## TASK REQUIREMENTS
Print every row below line for line, without changing anything, but leave the pictures out.

Items stored from a collection:
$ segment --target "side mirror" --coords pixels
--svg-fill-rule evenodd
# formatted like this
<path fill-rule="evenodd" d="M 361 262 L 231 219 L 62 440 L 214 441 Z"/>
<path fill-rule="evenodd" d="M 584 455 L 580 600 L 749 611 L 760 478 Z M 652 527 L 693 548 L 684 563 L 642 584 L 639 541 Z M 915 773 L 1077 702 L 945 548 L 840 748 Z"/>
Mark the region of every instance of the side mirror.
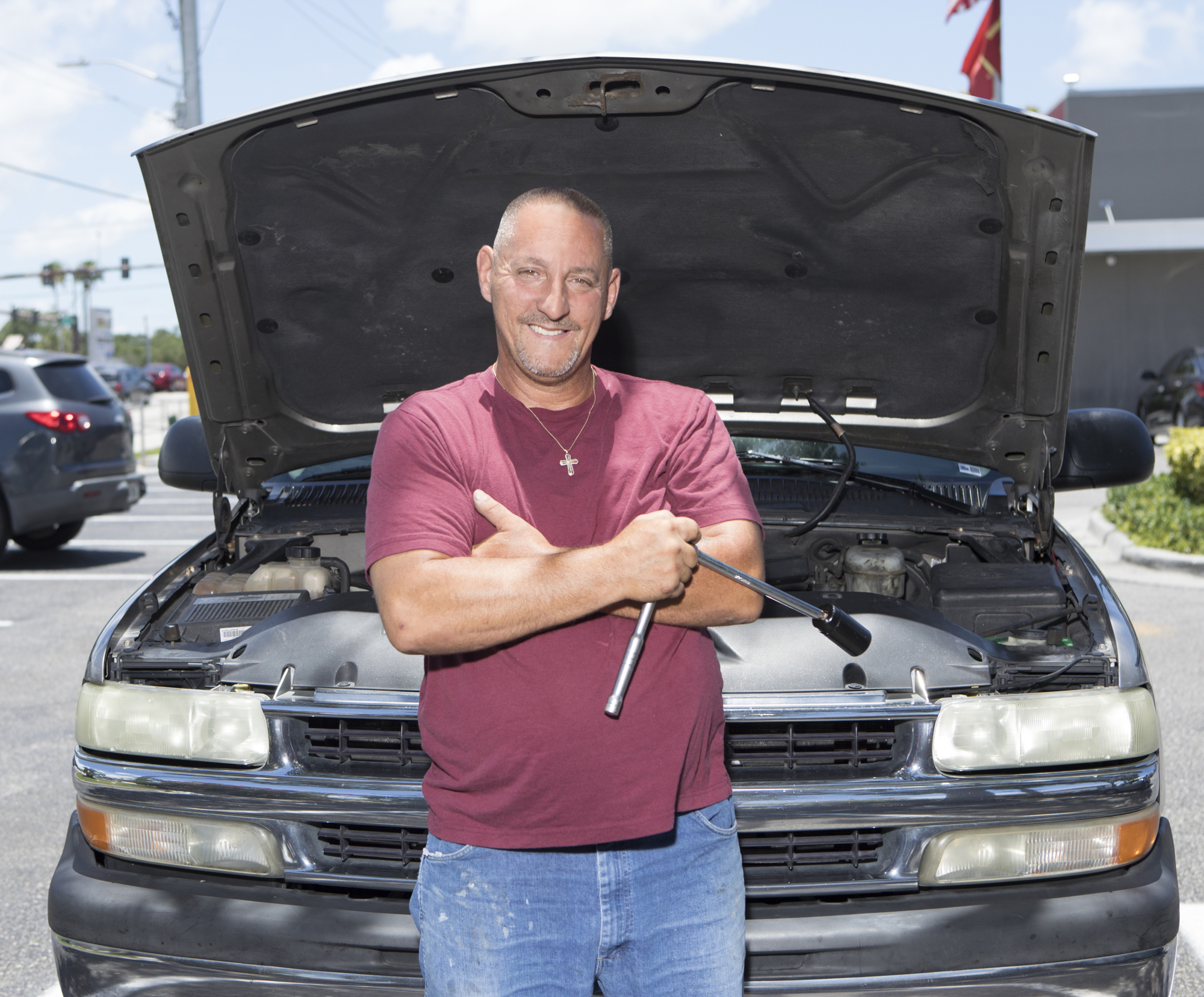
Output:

## SOLUTION TO THE PROBLEM
$ segment --target "side mirror" --coords pixels
--svg-fill-rule evenodd
# formatted like this
<path fill-rule="evenodd" d="M 361 262 L 231 219 L 62 440 L 214 441 Z"/>
<path fill-rule="evenodd" d="M 584 455 L 580 600 L 749 611 L 760 478 Z M 652 527 L 693 548 L 684 563 L 642 584 L 639 541 Z M 915 773 L 1077 702 L 945 548 L 840 748 Z"/>
Mark the region of every instance of the side mirror.
Output:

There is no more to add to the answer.